== Data shown ==
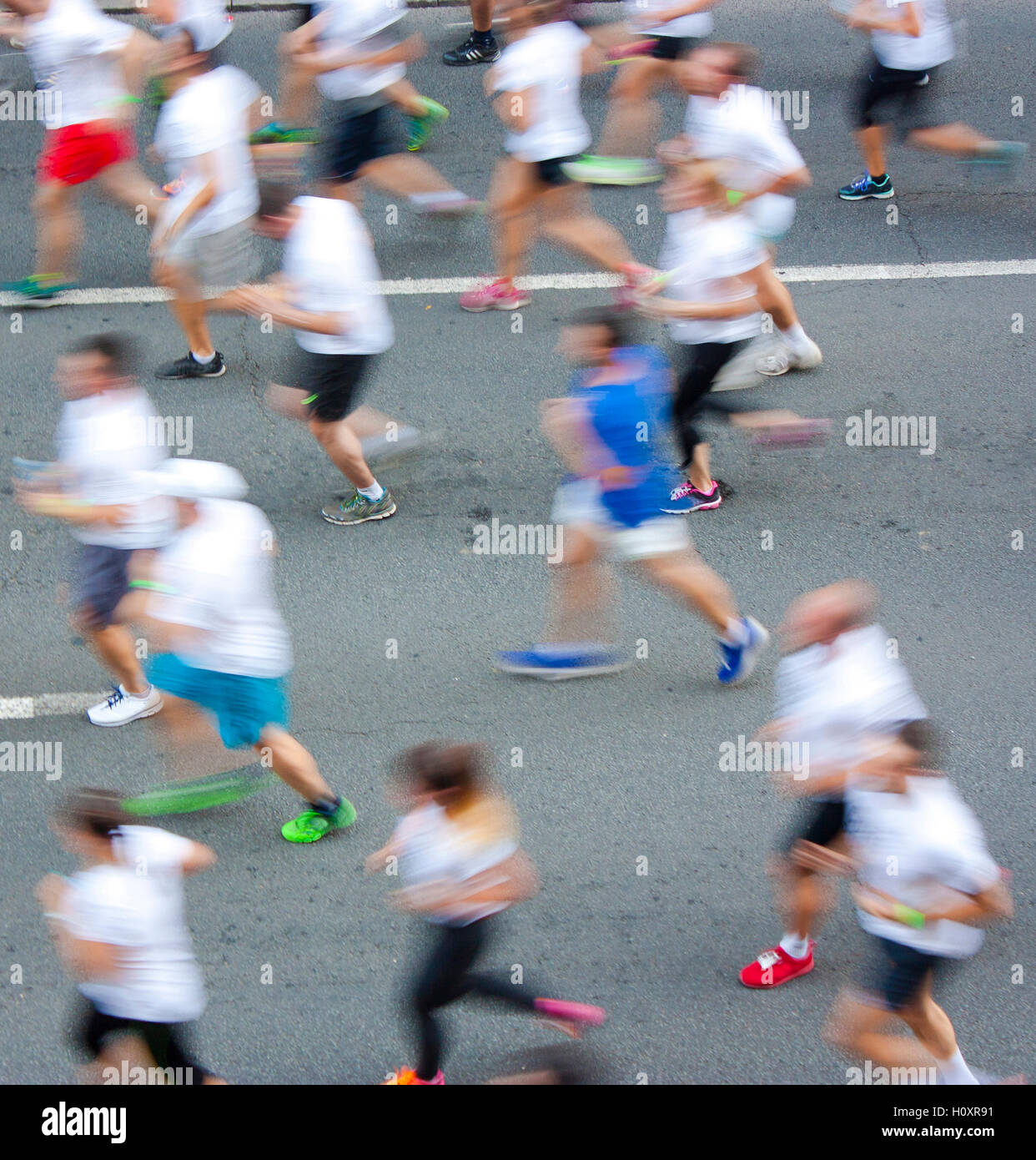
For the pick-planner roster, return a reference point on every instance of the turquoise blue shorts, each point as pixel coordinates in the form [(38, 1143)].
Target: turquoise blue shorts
[(243, 705)]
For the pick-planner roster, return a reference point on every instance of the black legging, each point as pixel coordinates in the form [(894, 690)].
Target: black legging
[(705, 361), (446, 977)]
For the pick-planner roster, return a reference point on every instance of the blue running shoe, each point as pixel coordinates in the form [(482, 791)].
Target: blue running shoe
[(561, 663), (737, 661)]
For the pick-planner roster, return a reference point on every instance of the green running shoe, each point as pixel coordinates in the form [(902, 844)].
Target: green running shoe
[(357, 508), (420, 128), (312, 825), (204, 794)]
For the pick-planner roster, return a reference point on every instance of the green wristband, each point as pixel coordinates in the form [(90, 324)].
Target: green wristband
[(908, 916)]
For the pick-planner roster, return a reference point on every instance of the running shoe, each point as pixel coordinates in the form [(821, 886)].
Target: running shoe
[(782, 360), (474, 51), (561, 663), (419, 129), (122, 708), (776, 966), (357, 508), (38, 291), (274, 134), (496, 295), (687, 498), (312, 825), (190, 368), (867, 187), (613, 171), (405, 1077), (204, 794), (737, 661)]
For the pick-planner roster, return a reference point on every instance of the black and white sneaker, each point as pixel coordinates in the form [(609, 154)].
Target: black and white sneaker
[(190, 368), (474, 51)]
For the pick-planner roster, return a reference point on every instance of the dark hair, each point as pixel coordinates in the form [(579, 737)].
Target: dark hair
[(274, 197), (97, 812), (616, 321), (118, 351)]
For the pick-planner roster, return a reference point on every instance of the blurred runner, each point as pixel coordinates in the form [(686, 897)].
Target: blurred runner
[(834, 688), (457, 850), (79, 59), (104, 440), (611, 503), (536, 86), (328, 292), (925, 884), (224, 648), (911, 41), (118, 927)]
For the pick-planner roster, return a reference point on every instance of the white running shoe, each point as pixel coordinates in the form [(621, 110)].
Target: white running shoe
[(122, 708)]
===
- _Problem statement_
Write out every line of the data above word for word, leaving out the pictures.

- _The output_
For the pick-planner roster, return a reference point on every instance of the turquoise blue shorts, each point as pixel coordinates in the form [(38, 1143)].
Target: turquoise blue shorts
[(243, 705)]
For the pick-planner roster, return a reference point on every instance of the black legging, each point as pixel coordinates in the form [(894, 690)].
Target: black legging
[(705, 361), (446, 977)]
For the pick-planner roster, return a reference point on every instance of the blue running shoe, each point as pixel coordinates in the form [(482, 791)].
Target: blue running shoe
[(561, 663), (737, 661)]
For the pick-planner roster, return a reference point on every instance of the green running shoe, each point as pixel coordinates in the form [(902, 844)].
Target: green running shoe
[(357, 508), (420, 128), (312, 825), (204, 794)]
For the pick-planner roster, return a reference point on every instance of the green wristband, each point as pixel coordinates in the form [(90, 324)].
Target: green wristband
[(908, 916)]
For the pick-planner roster, return a reference point on every instance of the running shoe, each point as pixel coordinates in the form [(821, 886)].
Target: running shoe
[(782, 360), (474, 51), (561, 663), (419, 129), (122, 708), (776, 966), (357, 508), (38, 291), (274, 134), (496, 295), (687, 498), (312, 825), (190, 368), (867, 187), (613, 171), (405, 1077), (204, 794), (737, 661)]
For the pick-planner roster, return a reference point on every instance of the black and white sneaker, each point as pixel coordinates in the form [(609, 154)].
Target: black and white sneaker
[(190, 368), (474, 51)]
For the pick-planner roster, return a reference point on every instance of the dark hair, each point as pixel coordinates in the form [(579, 737)].
Target: dark hair
[(274, 197), (97, 812), (616, 321), (118, 351)]
For the pick-planner roster, return a reference point on every instance of the blurred runner, each point as pixel coordinates in the form [(686, 897)].
Target: blurred runner
[(834, 688), (457, 850), (79, 59), (104, 440), (611, 503), (536, 86), (328, 292), (925, 884), (224, 648), (911, 41), (118, 927)]
For the pick-planner roster, return a reference point on every instance of the white running shoe, each point as pixel coordinates in the form [(621, 110)].
Target: white running shoe
[(122, 708)]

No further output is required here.